» **PROVIDED MATERIAL**
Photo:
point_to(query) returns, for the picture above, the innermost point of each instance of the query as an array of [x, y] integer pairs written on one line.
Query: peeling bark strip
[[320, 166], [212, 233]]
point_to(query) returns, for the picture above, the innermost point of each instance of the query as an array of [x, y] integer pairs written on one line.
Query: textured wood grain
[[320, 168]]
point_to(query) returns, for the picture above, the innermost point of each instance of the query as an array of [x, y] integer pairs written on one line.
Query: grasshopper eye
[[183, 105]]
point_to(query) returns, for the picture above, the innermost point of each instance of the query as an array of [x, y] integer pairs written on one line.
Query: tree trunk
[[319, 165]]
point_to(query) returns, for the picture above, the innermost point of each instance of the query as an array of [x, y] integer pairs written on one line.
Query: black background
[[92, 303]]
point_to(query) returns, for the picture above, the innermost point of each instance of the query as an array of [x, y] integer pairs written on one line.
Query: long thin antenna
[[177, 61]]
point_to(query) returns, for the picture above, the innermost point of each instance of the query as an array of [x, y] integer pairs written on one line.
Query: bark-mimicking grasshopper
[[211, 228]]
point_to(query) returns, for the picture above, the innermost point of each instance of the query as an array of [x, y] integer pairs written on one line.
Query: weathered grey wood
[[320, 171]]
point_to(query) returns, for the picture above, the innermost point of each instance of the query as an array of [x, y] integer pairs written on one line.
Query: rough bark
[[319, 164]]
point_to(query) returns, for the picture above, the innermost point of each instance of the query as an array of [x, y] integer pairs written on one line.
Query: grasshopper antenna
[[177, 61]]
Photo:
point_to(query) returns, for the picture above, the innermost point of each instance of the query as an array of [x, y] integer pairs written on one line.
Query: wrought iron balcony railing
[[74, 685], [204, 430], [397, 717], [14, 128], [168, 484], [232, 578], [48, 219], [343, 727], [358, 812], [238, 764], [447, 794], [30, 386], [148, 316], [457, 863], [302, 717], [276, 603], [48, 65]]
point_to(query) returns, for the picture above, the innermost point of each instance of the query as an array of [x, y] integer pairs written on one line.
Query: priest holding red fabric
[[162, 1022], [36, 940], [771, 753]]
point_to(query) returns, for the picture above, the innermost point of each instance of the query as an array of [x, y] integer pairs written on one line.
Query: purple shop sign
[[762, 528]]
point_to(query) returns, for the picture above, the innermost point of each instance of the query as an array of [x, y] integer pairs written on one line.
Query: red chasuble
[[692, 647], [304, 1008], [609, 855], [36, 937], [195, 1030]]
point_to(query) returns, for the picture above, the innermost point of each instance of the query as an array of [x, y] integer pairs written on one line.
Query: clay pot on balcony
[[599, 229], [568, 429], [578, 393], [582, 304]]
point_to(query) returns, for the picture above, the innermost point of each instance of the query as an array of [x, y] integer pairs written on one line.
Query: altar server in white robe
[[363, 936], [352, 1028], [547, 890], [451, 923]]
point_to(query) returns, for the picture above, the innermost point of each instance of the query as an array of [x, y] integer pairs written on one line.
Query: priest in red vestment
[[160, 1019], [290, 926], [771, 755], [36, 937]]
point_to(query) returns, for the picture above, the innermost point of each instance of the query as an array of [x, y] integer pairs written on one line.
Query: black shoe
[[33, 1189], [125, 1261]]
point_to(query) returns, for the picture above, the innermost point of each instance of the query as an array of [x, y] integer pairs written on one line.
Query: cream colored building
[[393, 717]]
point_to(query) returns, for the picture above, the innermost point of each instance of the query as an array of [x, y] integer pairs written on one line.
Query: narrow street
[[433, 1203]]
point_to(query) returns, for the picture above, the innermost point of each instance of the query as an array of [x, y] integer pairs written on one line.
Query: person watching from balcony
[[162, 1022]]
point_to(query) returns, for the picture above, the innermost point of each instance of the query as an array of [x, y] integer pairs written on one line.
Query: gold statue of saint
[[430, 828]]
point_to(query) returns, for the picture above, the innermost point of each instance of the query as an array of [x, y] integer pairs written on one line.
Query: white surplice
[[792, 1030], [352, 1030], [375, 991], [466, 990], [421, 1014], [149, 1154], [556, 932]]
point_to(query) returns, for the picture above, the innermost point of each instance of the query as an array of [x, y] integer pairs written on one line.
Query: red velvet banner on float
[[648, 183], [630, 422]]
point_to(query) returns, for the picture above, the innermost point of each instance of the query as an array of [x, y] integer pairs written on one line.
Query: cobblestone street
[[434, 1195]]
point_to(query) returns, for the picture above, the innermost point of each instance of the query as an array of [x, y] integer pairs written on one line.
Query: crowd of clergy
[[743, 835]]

» **TASK DESCRIPTION**
From the line with "Query: white surplice" to the final line of the data above, please reproduce every line exactly and add nothing.

» **SOLVED PROBLEM**
Query: white surplice
[[792, 1030], [352, 1030], [375, 991], [466, 990], [421, 1014], [149, 1154], [556, 932]]
point_to(query) returns, for the picture above, the innermost point of each instance of the query as an array of [x, y] integer pairs written on one line.
Query: red velvet banner on float
[[648, 183], [630, 422]]
point_to(query) returns, for the picture above, the innermost point of each instance of the query as an array of [x, y] integer pairs written on one line.
Query: cobblestone street
[[434, 1195]]
point_to(query) returns, for the picture above, the innermost point of each instance of the query as an array of [x, y] integer pairs written on one line.
Query: crowd of clergy
[[743, 835]]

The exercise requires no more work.